▸ Given problem:
Reproduce, without alteration, the lines running from the one containing "target | mottled fish skin" through the end of the rows, both ends included, and output nothing else.

====== Records for this task ======

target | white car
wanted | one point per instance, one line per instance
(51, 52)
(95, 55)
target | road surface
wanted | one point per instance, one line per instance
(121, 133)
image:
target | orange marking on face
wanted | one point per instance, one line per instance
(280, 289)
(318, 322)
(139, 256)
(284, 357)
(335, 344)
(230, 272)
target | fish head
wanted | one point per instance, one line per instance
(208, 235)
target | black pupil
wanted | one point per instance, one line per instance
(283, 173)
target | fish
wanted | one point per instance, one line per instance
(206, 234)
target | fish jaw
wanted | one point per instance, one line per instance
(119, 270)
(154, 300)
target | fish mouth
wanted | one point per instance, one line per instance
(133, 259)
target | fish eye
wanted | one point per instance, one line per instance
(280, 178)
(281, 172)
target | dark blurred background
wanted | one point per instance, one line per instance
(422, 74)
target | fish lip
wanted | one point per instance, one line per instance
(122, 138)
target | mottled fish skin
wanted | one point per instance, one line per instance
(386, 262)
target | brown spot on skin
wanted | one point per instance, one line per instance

======

▸ Full output:
target | mottled fish skin
wanted | one point per instance, one line per instance
(386, 262)
target | brown spot on skin
wanted | one point per instance, one line per instance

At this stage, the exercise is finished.